Problems and tasks:
#1 Please copy the passage on State governmental authority starting at "In any case, the" and ending at "of the State.", swapping "prescriptive" for "normative" everywhere it occurs.
#2 In the passage on State governmental authority, who is said to have observed that States, too, have "feelings"?

Document segment:
_ _ _ _
In any case, the scope and essence of the public, sovereign or governmental authority of the State must be seen in prescriptive, not factual, terms, for authority as such is a prescriptive construct, not a fact; it is created and maintained through prescriptive ordering. Whether seen through Sir Henry Maine’s articulation of legal fictions,7 or through Hans Kelsen’s imputation theory,8 governmental authority is not what the organ in question is doing factually, but the scope of functions that the legal system bestows upon that organ in its particular capacity as an organ of the State.

Some clues as to the substance of the prescriptive standard are provided in the ILC’s commentary to Article 5 on State responsibility. This suggests that the ‘governmental authority’ of the State does not cover situations where domestic law confers powers upon, or authorises conduct by, citizens or residents generally, or as part of the general regulation of the affairs of the community, but only where it specifically authorises the conduct as involving the exercise of public authority. ‘Governmental authority’ does not attach to private activities. As for the specific content of this standard, the ILC has observed that ‘Beyond a certain limit, what is regarded as “governmental” depends on the particular society, its history and traditions.’9

The ILC’s is a nuanced statement, which effectively suggests that there may be a complementary international standard with respect to the valid and internationally opposable exercise of governmental authority. A shared international understanding of public, sovereign and governmental authority would, in the first place at least, be premised on the inherent nature of States that all States share and aspire to maintain. As Hans Kelsen has observed, the State is similar to the individual in its aspiration to achieve its aims, to develop and prosper.10 Philip Jessup has similarly observed that States, too, have ‘feelings’.11

But these factors are not among the immediate concerns of international law. Whether we take a dualist position that States are at the roots of the international legal system, or subscribe to Kelsen’s monist approach that statehood is the characterisation imputed by international law to the entities that qualify, it obtains in either case that international law does not initially create States as socio-political realities. It merely attaches certain consequences to the fact of their existence. The State initially gets organised on a basis unrelated to international law; the latter has hardly any say as to the reasons and factors – historical, socio-economic, trade-related, cultural and so on – that motivate the organisation of an entity as a State,12 still less does it pronounce on the ultimate justification of statehood. The formation, transformation and related development of States constitute a complex socio-political process displayed through the specificity of individual situations that do not lend themselves to a crude generalisation. International law can, then, only take cognisance of the essence of statehood as is inherent to it across the board; it cannot construct the substantive rationale of statehood afresh.
_ _ _ _
Records supplied:
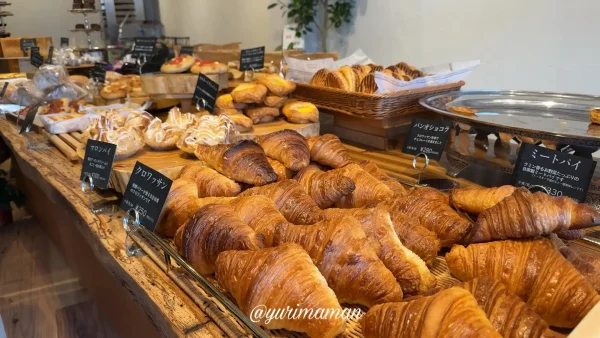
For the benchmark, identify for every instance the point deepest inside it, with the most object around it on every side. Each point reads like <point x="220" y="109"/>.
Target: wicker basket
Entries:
<point x="373" y="106"/>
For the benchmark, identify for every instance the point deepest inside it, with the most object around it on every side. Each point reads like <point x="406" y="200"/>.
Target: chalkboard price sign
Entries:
<point x="562" y="174"/>
<point x="428" y="137"/>
<point x="207" y="90"/>
<point x="146" y="192"/>
<point x="98" y="161"/>
<point x="252" y="59"/>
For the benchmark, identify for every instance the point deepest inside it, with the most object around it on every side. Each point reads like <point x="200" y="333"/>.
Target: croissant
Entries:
<point x="523" y="215"/>
<point x="341" y="251"/>
<point x="209" y="182"/>
<point x="328" y="150"/>
<point x="368" y="191"/>
<point x="532" y="270"/>
<point x="291" y="200"/>
<point x="260" y="213"/>
<point x="451" y="313"/>
<point x="250" y="277"/>
<point x="214" y="228"/>
<point x="475" y="201"/>
<point x="410" y="270"/>
<point x="282" y="172"/>
<point x="243" y="161"/>
<point x="509" y="315"/>
<point x="325" y="188"/>
<point x="418" y="239"/>
<point x="286" y="146"/>
<point x="379" y="174"/>
<point x="433" y="214"/>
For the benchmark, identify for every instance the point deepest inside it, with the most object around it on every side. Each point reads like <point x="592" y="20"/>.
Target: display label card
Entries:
<point x="146" y="192"/>
<point x="99" y="72"/>
<point x="189" y="50"/>
<point x="206" y="89"/>
<point x="428" y="137"/>
<point x="144" y="46"/>
<point x="252" y="59"/>
<point x="98" y="161"/>
<point x="36" y="60"/>
<point x="29" y="117"/>
<point x="560" y="173"/>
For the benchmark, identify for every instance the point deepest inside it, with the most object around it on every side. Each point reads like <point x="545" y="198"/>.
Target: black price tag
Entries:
<point x="189" y="50"/>
<point x="29" y="117"/>
<point x="560" y="173"/>
<point x="144" y="46"/>
<point x="427" y="137"/>
<point x="206" y="89"/>
<point x="99" y="72"/>
<point x="36" y="59"/>
<point x="146" y="192"/>
<point x="98" y="161"/>
<point x="252" y="59"/>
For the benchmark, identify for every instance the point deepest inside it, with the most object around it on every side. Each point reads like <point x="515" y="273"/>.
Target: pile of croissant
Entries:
<point x="292" y="222"/>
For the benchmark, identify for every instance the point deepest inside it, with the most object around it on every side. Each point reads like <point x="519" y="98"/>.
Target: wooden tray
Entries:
<point x="373" y="106"/>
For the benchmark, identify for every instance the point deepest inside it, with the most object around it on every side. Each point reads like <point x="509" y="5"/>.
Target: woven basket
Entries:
<point x="373" y="106"/>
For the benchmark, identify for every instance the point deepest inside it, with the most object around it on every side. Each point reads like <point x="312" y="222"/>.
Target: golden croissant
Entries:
<point x="409" y="270"/>
<point x="293" y="202"/>
<point x="524" y="215"/>
<point x="214" y="228"/>
<point x="278" y="279"/>
<point x="532" y="270"/>
<point x="368" y="190"/>
<point x="244" y="161"/>
<point x="509" y="315"/>
<point x="379" y="174"/>
<point x="434" y="214"/>
<point x="325" y="188"/>
<point x="451" y="313"/>
<point x="475" y="201"/>
<point x="341" y="251"/>
<point x="328" y="150"/>
<point x="286" y="146"/>
<point x="209" y="182"/>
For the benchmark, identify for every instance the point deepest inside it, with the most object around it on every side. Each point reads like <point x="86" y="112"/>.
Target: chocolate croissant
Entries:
<point x="214" y="228"/>
<point x="451" y="313"/>
<point x="341" y="251"/>
<point x="368" y="190"/>
<point x="325" y="188"/>
<point x="244" y="161"/>
<point x="525" y="215"/>
<point x="476" y="201"/>
<point x="286" y="146"/>
<point x="209" y="182"/>
<point x="251" y="276"/>
<point x="293" y="202"/>
<point x="410" y="270"/>
<point x="328" y="150"/>
<point x="533" y="271"/>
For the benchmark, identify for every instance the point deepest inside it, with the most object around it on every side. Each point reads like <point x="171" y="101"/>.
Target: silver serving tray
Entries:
<point x="556" y="117"/>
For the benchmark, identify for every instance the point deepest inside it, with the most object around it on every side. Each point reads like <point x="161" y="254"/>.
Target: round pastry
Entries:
<point x="249" y="93"/>
<point x="274" y="101"/>
<point x="162" y="136"/>
<point x="301" y="112"/>
<point x="262" y="114"/>
<point x="209" y="67"/>
<point x="226" y="102"/>
<point x="180" y="64"/>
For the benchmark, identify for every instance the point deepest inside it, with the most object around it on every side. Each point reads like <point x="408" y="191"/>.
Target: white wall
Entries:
<point x="534" y="44"/>
<point x="48" y="18"/>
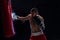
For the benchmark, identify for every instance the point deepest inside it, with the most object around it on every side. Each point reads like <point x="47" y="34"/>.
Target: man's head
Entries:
<point x="34" y="11"/>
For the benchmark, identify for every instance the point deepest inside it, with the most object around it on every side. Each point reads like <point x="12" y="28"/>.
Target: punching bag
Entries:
<point x="8" y="28"/>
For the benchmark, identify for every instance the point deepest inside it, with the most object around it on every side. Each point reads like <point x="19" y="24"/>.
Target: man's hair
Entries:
<point x="34" y="10"/>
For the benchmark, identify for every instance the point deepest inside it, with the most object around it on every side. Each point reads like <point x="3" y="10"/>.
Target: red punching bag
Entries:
<point x="8" y="28"/>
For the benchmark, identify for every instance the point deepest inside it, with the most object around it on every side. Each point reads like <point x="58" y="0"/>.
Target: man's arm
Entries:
<point x="24" y="18"/>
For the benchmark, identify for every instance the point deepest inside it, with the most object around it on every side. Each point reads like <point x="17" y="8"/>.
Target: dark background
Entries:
<point x="50" y="10"/>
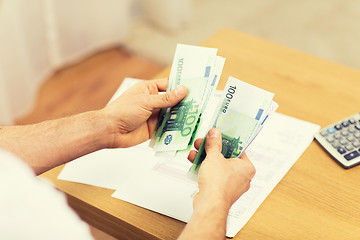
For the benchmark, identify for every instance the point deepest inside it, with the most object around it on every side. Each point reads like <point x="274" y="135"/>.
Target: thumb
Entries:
<point x="168" y="99"/>
<point x="213" y="141"/>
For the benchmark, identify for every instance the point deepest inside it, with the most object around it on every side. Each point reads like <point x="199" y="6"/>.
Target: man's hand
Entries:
<point x="221" y="182"/>
<point x="133" y="116"/>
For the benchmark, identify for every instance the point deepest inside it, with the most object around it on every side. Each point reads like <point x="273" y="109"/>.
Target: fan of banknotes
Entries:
<point x="240" y="114"/>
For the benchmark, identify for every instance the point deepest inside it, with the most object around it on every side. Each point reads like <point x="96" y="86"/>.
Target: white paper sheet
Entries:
<point x="161" y="185"/>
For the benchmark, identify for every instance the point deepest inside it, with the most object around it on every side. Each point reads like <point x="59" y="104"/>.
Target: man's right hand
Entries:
<point x="225" y="179"/>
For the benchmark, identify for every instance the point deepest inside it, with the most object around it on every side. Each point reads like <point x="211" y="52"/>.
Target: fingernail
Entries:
<point x="214" y="132"/>
<point x="179" y="91"/>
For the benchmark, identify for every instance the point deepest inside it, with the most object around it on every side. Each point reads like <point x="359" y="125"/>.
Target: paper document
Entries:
<point x="160" y="184"/>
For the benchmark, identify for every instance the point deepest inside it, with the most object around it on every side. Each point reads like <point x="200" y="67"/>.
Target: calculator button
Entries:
_ _ _ _
Task solutions:
#1
In any case, the scope and essence of the public, sovereign or governmental authority of the State must be seen in normative, not factual, terms, for authority as such is a normative construct, not a fact; it is created and maintained through normative ordering. Whether seen through Sir Henry Maine’s articulation of legal fictions,7 or through Hans Kelsen’s imputation theory,8 governmental authority is not what the organ in question is doing factually, but the scope of functions that the legal system bestows upon that organ in its particular capacity as an organ of the State.

#2 Philip Jessup